▶ **Given information**
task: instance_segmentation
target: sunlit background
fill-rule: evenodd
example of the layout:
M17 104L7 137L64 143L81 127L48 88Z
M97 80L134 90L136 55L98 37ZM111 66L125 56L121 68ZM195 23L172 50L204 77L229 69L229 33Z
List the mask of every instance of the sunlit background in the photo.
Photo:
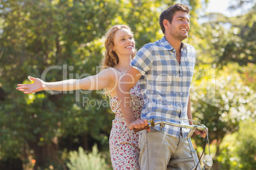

▶ **What this task involves**
Reproduce every line of the item above without any changes, but leave out the picture.

▶ **Final answer**
task: instance_segmentation
target: sunlit background
fill-rule: evenodd
example of the layout:
M17 104L7 137L64 143L81 127L48 88Z
M97 80L134 90L136 55L98 37ZM111 66L125 56L121 68ZM195 23L172 50L204 77L229 69L229 33Z
List the mask of every instance of the sunlit background in the photo.
Photo:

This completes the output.